● Aim of the task
An exact copy of every entry is what's needed, so please transcribe them all.

Referring expression data:
%%
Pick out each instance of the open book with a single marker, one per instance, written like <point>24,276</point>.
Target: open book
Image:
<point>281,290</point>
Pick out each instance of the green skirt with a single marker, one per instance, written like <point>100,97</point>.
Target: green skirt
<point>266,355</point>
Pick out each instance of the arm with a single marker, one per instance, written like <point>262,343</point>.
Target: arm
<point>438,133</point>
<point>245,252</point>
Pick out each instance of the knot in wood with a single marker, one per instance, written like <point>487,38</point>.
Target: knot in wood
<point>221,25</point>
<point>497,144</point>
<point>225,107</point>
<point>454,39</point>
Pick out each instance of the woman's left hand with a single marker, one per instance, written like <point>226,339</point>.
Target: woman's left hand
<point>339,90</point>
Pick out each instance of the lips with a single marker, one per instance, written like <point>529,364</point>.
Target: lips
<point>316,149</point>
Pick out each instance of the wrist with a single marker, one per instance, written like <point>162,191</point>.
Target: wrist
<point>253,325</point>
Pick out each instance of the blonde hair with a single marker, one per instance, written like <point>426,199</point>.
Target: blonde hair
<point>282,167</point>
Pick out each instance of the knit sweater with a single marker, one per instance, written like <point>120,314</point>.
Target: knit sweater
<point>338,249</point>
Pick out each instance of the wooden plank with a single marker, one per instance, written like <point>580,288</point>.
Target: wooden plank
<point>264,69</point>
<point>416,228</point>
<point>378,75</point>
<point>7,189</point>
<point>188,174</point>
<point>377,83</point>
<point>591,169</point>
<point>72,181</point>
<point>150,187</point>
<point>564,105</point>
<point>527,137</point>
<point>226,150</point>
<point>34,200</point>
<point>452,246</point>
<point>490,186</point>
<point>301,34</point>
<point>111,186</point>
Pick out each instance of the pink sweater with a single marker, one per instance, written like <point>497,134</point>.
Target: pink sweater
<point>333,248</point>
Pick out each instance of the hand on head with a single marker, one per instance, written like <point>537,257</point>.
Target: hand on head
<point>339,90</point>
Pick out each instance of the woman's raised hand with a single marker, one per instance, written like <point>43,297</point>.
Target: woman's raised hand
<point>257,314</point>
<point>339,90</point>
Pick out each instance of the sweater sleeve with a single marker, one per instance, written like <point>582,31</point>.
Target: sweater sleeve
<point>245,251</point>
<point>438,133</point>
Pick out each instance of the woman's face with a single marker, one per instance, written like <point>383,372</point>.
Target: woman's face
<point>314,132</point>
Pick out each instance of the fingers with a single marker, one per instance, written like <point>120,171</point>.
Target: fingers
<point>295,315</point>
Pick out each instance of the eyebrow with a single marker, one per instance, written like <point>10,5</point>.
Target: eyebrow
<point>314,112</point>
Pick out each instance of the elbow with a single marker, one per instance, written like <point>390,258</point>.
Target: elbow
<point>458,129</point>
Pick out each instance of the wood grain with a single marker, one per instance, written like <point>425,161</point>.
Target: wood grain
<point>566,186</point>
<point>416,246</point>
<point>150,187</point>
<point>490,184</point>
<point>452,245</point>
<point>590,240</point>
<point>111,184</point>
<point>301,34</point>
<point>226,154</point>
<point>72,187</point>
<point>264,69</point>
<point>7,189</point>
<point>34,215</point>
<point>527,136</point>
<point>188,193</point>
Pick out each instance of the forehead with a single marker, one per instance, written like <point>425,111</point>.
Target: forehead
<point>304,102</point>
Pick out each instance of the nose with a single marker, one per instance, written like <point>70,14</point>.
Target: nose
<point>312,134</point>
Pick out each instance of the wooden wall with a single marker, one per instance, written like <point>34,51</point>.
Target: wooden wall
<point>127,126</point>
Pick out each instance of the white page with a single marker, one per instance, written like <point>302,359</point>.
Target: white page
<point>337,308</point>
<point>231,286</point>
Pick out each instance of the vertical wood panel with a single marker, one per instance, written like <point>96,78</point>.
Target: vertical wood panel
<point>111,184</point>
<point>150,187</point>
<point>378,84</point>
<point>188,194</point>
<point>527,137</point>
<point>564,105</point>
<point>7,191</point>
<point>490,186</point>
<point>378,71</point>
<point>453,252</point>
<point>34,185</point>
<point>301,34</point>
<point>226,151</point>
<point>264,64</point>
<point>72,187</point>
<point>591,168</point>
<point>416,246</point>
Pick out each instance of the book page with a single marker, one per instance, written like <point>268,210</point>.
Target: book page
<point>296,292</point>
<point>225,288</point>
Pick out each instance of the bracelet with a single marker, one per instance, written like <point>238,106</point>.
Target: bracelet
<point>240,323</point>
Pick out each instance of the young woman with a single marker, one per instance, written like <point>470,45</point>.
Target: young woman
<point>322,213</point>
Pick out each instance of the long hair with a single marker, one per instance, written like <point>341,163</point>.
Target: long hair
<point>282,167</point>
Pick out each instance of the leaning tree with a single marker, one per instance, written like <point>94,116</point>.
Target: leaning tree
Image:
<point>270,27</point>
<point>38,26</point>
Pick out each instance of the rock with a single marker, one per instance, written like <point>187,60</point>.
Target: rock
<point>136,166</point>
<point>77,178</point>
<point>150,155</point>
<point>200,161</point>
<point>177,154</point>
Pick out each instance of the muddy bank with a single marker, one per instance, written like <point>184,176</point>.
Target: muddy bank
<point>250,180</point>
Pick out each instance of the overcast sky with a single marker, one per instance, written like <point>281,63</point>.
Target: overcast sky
%%
● Exercise answer
Pick out each instance of the open book with a single marker, one per instance, written like <point>24,276</point>.
Target: open book
Image:
<point>281,290</point>
Pick out each instance of the green skirt with a single marker, one per instance, written like <point>100,97</point>.
Target: green skirt
<point>266,355</point>
Pick out each instance of the arm with a single marker, one per instance, written like <point>262,343</point>.
Target: arm
<point>438,133</point>
<point>245,252</point>
Pick out each instance of the knot in wood with a single marker, one per instance, written like <point>487,38</point>.
Target: knot in wood
<point>221,25</point>
<point>497,144</point>
<point>225,107</point>
<point>454,39</point>
Pick out each instance of the woman's left hand with a single marker, one per instance, written like <point>226,339</point>.
Target: woman's left hand
<point>339,90</point>
Pick out each instance of the lips with a single marker, one per instance, written like <point>529,364</point>.
Target: lips
<point>316,149</point>
Pick out each instance of the wrist with a single marker, one per instance, written like <point>162,191</point>.
Target: wrist
<point>253,325</point>
Pick out each instance of the blonde hair with a single marker, one per instance, written like <point>426,199</point>.
Target: blonde hair
<point>282,167</point>
Pick out each instance of the knit sweater with a single marker, one per instance, written like <point>120,314</point>.
Target: knit sweater
<point>338,249</point>
Pick out each instance of the wooden plank with a single marker, one per instance, written like <point>580,288</point>.
Target: wooden plank
<point>264,69</point>
<point>416,228</point>
<point>378,75</point>
<point>7,189</point>
<point>188,174</point>
<point>377,83</point>
<point>591,169</point>
<point>72,181</point>
<point>150,187</point>
<point>564,105</point>
<point>527,137</point>
<point>226,150</point>
<point>34,200</point>
<point>452,246</point>
<point>490,186</point>
<point>301,34</point>
<point>111,186</point>
Pick out each instance of the pink sweater with a single marker, one per instance, written like <point>497,134</point>.
Target: pink sweater
<point>333,248</point>
Pick out each instance of the hand on head with a single marker, one per instance, written like <point>537,257</point>.
Target: hand on head
<point>339,90</point>
Pick out each instance of the woman's raised hand with a single marker, one per instance, written like <point>43,297</point>.
Target: woman's raised hand
<point>257,314</point>
<point>339,90</point>
Pick out each instance of the sweater sleeve with a single marker, one per instance, written like <point>582,31</point>.
Target: sweater sleeve
<point>245,251</point>
<point>438,133</point>
Pick out each instance of the woman's face with a single marker, one per instance, written like <point>383,372</point>.
Target: woman's face
<point>314,132</point>
Pick out each instance of the fingers with a single marker, one per instance, written like <point>120,171</point>.
Target: fingers
<point>295,315</point>
Pick out each instance of the eyebrow with a single marker, one per instance, written like <point>10,5</point>.
Target: eyebrow
<point>314,112</point>
Pick out each instance of the elbow with a single marker, one per instance, written like <point>390,258</point>.
Target: elbow
<point>458,129</point>
Pick out each instance of the wood grain with a single marker, one per instance, written like <point>425,161</point>.
Target: wood grain
<point>566,186</point>
<point>416,246</point>
<point>150,187</point>
<point>490,184</point>
<point>452,245</point>
<point>590,240</point>
<point>111,184</point>
<point>301,34</point>
<point>226,154</point>
<point>72,187</point>
<point>264,69</point>
<point>7,189</point>
<point>34,215</point>
<point>527,136</point>
<point>188,193</point>
Pick out each instance of the forehead with a single marker, one per instance, written like <point>425,111</point>.
Target: forehead
<point>304,102</point>
Pick out each instance of the nose with a single marker, one per instance, written like <point>70,14</point>.
Target: nose
<point>312,134</point>
Pick out each instance of the wooden wall with a single marker, one per instance, written like <point>34,51</point>.
Target: wooden wall
<point>127,126</point>
Pick out each instance of the white page with a single marker, one per instance, written like <point>302,359</point>.
Target: white page
<point>337,308</point>
<point>231,286</point>
Pick out each instance of the vertical wood panel with a single marker, one per instance, written like <point>96,78</point>.
Target: vertical wood panel
<point>111,184</point>
<point>150,187</point>
<point>378,84</point>
<point>188,194</point>
<point>527,137</point>
<point>564,105</point>
<point>7,191</point>
<point>490,186</point>
<point>378,71</point>
<point>453,252</point>
<point>34,185</point>
<point>301,34</point>
<point>226,151</point>
<point>264,64</point>
<point>72,187</point>
<point>591,168</point>
<point>416,246</point>
Pick out each instance of the book page with a single marker, one per instance, written like <point>268,210</point>.
Target: book page
<point>296,292</point>
<point>225,288</point>
Pick out each instance of the bracelet with a single marker, one per instance, written like <point>238,106</point>.
Target: bracelet
<point>240,323</point>
Pick out each instance of the young woman with a single marker, one per instance, written like <point>470,45</point>.
Target: young woman
<point>322,213</point>
Pick out each instance of the long hair with a single marker, one per instance, written like <point>341,163</point>.
Target: long hair
<point>282,167</point>
Pick out each instance of the leaning tree with a single marker, one per instance, written like <point>94,116</point>.
Target: leaning tree
Image:
<point>270,27</point>
<point>38,26</point>
Pick out each instance of the rock with a single marker, one per instance, written like <point>187,60</point>.
Target: rock
<point>136,166</point>
<point>77,178</point>
<point>150,155</point>
<point>200,161</point>
<point>177,154</point>
Pick out each instance of the muddy bank with a single marker, one per instance, written like <point>184,176</point>.
Target: muddy bank
<point>250,180</point>
Pick out each instance of the overcast sky with a single marker, one per instance, written like <point>281,63</point>.
Target: overcast sky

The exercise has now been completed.